- [Problem to work on] Render every line of the records below as a Markdown table with the columns Row and Line. Give each line its row number and leave out blank lines.

Records for pointing at named objects:
>>>>

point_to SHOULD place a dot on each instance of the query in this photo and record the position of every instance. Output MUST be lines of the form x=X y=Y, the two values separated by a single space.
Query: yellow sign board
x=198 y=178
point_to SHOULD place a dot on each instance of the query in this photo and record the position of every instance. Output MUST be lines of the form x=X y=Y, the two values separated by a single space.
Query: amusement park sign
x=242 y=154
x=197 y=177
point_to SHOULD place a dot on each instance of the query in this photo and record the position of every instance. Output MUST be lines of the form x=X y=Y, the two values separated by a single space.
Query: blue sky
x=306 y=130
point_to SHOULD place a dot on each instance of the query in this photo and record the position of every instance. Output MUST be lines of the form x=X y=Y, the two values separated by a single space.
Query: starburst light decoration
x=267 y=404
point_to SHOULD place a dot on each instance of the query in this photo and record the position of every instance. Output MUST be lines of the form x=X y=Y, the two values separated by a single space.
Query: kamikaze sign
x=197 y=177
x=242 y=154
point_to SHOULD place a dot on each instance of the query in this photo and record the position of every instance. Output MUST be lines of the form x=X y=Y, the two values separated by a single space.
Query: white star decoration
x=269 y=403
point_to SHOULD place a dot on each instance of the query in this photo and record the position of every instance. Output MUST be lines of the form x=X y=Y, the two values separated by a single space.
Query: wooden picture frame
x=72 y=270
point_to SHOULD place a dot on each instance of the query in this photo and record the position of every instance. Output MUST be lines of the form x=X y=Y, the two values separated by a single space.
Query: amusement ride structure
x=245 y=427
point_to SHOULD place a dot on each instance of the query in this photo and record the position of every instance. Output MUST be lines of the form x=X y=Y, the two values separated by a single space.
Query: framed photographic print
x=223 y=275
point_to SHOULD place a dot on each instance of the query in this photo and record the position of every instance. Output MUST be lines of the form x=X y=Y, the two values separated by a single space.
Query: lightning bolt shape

<<<<

- [Response to this task]
| Row | Line |
|---|---|
| 1 | point_to SHOULD place a dot on each instance of the query in this photo and record the position of every instance. Output MUST be lines of the form x=X y=Y, the two values separated by a single space. |
| 2 | Query: yellow sign board |
| 3 | x=198 y=178 |
| 4 | point_to SHOULD place a dot on each instance of the query in this photo and record the position of every instance. Output MUST be lines of the form x=X y=Y, the two values separated by a single space. |
| 5 | Query: amusement park sign |
| 6 | x=242 y=154 |
| 7 | x=197 y=177 |
| 8 | point_to SHOULD place a dot on each instance of the query in this photo and record the position of every instance. Output MUST be lines of the form x=X y=Y, the two values separated by a single space. |
| 9 | Query: blue sky |
| 10 | x=306 y=130 |
| 11 | point_to SHOULD place a dot on each instance of the query in this photo and record the position of every instance. Output MUST be lines of the form x=X y=Y, the two values separated by a single space. |
| 12 | Query: starburst light decoration |
| 13 | x=267 y=404 |
| 14 | point_to SHOULD place a dot on each instance of the query in this photo and record the position of every instance. Output MUST be lines of the form x=X y=Y, the two values separated by a single space. |
| 15 | Query: kamikaze sign |
| 16 | x=197 y=177 |
| 17 | x=242 y=154 |
| 18 | point_to SHOULD place a dot on each instance of the query in this photo and record the position of every instance. Output MUST be lines of the form x=X y=Y, the two values separated by a single space. |
| 19 | Query: white star decoration |
| 20 | x=269 y=403 |
| 21 | point_to SHOULD place a dot on each instance of the query in this photo and record the position of every instance. Output MUST be lines of the form x=X y=Y, the two values separated by a single space. |
| 22 | Query: wooden picture frame |
| 23 | x=72 y=270 |
| 24 | point_to SHOULD place a dot on each instance of the query in this photo and record the position of every instance. Output MUST be lines of the form x=X y=Y, the two values separated by a single space. |
| 25 | Query: amusement ride structure |
| 26 | x=245 y=427 |
| 27 | point_to SHOULD place a dot on each instance of the query in this photo and record the position of every instance. Output MUST be lines of the form x=X y=Y, the two values separated by a single space. |
| 28 | Query: framed photographic print |
| 29 | x=223 y=275 |
| 30 | point_to SHOULD place a dot on each instance of the query in this photo and record the position of every instance. Output MUST be lines of the form x=X y=Y, the two values separated by a single space. |
| 31 | Query: lightning bolt shape |